* Entries *
# # # # # # #

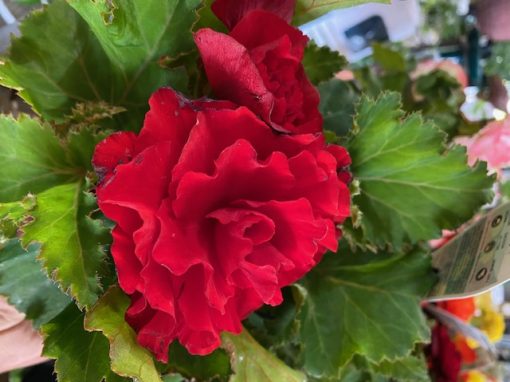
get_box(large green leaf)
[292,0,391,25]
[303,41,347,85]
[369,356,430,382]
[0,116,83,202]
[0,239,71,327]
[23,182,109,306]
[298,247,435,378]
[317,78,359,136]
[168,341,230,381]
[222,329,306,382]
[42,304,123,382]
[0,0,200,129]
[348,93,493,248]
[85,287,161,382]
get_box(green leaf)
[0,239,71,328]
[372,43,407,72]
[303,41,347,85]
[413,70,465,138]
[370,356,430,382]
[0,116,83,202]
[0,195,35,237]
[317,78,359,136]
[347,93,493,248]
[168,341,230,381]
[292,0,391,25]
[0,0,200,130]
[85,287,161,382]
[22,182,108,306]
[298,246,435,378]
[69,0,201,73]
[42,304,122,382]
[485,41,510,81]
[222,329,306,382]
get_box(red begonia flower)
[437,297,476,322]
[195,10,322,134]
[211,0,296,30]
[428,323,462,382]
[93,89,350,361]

# # # # # # #

Which lines in the entries above contain the string "leaf"? Pick out each one and copy it in full.

get_box(large green leaf)
get_box(green leaf)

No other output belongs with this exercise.